**DESCRIPTION OF THE TASK:** Copy out the full article below about Barry Crump word for word.

Start of SOURCE DOCUMENT

Alcohol could make Barry Crump violent. Photo / BOP
Barry Crump, bushman and yarnspinner, fibber and philanderer, died of a heart attack in Tauranga Hospital on July 3, 1996.
"He abused himself horribly, so there was no big surprise," says his son Martin. "He chain-smoked all his life, he was 61, he drank a lot, played up, took all sorts of substances. He was a bit naughty."
While Crump's passing may have been foreseen, the gathering outside the hospital and the legal wrangling to come was not. Crump was a notorious womaniser, having taken five wives and fathered many children. Often his chief contribution to child-rearing was insemination.
No one was quite sure how many children the author of A Good Keen Man sired – especially when the man himself never let the truth get in the way of a good yarn. His fifth wife Maggie says: "He used to love telling people it was nine. It was never nine. The actual number is five." Martin says his father "embellished his own philandering," and, including his own son whom he says Crump adopted, says the official count is six.
So, on the night that Crump died at Tauranga Hospital, many of the Crump clan became aware of each others' existence for the very first time.
Maggie recalls her first meeting with Martin. "I liked him immediately," says the softly-spoken Maggie of their meeting.
"He reminds me of his dad in lots of ways, not his personality, but his stature and mannerisms." Martin's deep and Crumpish voice has served him well in a career in late-night talkback broadcasting, first at NewstalkZB and now RadioLive.
This amicable first meeting turned sour when the will was read. Martin recalls the short document as: "I leave everything to my fifth wife, Maggie. I want no squabbling over my possessions." Despite these instructions, on December 7 of that year Martin decided to squabble and filed proceedings under the Family Protection Act to contest the will.

End of SOURCE DOCUMENT
Start of ENTRIES PROVIDED

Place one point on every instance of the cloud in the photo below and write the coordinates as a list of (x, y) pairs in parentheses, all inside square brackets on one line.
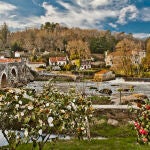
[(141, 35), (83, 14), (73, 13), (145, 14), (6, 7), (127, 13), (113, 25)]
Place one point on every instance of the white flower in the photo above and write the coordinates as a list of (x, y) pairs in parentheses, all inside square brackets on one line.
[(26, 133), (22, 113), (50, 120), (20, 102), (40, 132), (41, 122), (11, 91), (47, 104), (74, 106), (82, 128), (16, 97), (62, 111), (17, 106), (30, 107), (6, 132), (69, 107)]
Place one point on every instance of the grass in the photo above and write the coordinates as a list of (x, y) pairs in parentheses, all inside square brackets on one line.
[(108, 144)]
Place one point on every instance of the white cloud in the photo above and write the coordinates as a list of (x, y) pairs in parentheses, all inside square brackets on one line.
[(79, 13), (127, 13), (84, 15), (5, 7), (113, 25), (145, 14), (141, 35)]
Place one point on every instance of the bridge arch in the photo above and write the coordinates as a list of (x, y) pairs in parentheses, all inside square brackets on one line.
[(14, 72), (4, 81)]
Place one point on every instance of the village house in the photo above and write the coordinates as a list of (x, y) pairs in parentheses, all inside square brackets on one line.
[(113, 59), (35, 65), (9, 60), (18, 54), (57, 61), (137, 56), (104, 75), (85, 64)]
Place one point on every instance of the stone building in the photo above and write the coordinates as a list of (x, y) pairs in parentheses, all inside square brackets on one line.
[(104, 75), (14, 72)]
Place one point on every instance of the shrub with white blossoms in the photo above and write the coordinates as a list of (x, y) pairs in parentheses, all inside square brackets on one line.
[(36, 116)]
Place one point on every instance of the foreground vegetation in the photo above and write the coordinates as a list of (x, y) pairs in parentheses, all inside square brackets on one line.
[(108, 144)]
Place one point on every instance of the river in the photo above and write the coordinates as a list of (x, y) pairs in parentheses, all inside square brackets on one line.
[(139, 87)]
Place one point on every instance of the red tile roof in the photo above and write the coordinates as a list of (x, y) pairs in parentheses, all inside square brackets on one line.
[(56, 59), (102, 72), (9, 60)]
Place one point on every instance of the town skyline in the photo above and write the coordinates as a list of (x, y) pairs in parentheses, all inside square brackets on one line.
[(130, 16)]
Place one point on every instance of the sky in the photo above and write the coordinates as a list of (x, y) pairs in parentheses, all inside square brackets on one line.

End of ENTRIES PROVIDED

**ANSWER:**
Alcohol could make Barry Crump violent. Photo / BOP
Barry Crump, bushman and yarnspinner, fibber and philanderer, died of a heart attack in Tauranga Hospital on July 3, 1996.
"He abused himself horribly, so there was no big surprise," says his son Martin. "He chain-smoked all his life, he was 61, he drank a lot, played up, took all sorts of substances. He was a bit naughty."
While Crump's passing may have been foreseen, the gathering outside the hospital and the legal wrangling to come was not. Crump was a notorious womaniser, having taken five wives and fathered many children. Often his chief contribution to child-rearing was insemination.
No one was quite sure how many children the author of A Good Keen Man sired – especially when the man himself never let the truth get in the way of a good yarn. His fifth wife Maggie says: "He used to love telling people it was nine. It was never nine. The actual number is five." Martin says his father "embellished his own philandering," and, including his own son whom he says Crump adopted, says the official count is six.
So, on the night that Crump died at Tauranga Hospital, many of the Crump clan became aware of each others' existence for the very first time.
Maggie recalls her first meeting with Martin. "I liked him immediately," says the softly-spoken Maggie of their meeting.
"He reminds me of his dad in lots of ways, not his personality, but his stature and mannerisms." Martin's deep and Crumpish voice has served him well in a career in late-night talkback broadcasting, first at NewstalkZB and now RadioLive.
This amicable first meeting turned sour when the will was read. Martin recalls the short document as: "I leave everything to my fifth wife, Maggie. I want no squabbling over my possessions." Despite these instructions, on December 7 of that year Martin decided to squabble and filed proceedings under the Family Protection Act to contest the will.